What the task asks >>
Search the records for the string "escarpment", then copy each line that has it.

Point-per-instance localization data:
▬▬▬

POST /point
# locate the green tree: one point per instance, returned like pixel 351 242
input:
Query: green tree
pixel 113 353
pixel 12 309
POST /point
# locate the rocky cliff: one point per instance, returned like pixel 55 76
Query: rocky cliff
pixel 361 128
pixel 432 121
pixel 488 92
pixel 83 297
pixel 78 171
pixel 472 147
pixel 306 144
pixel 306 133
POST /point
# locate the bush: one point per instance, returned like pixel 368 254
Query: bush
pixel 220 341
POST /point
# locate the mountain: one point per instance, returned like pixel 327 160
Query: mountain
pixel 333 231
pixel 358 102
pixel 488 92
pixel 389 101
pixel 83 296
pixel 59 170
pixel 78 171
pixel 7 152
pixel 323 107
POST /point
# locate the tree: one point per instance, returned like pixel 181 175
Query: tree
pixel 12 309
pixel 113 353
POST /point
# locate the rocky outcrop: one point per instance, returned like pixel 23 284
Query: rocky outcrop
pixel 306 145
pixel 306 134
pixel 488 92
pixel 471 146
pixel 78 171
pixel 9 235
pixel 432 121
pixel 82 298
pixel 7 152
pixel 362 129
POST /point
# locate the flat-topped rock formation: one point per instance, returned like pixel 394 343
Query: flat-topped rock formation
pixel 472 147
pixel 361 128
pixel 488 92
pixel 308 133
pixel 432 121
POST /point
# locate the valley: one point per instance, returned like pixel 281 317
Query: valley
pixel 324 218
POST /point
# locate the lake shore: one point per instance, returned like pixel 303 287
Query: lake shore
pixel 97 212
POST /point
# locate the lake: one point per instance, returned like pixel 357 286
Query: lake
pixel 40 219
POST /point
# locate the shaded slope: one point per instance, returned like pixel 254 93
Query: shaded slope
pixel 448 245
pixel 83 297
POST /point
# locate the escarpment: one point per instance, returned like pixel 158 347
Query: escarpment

▬▬▬

Answer space >>
# locate the escarpment: one point per instance, returned like pixel 158 347
Query: escarpment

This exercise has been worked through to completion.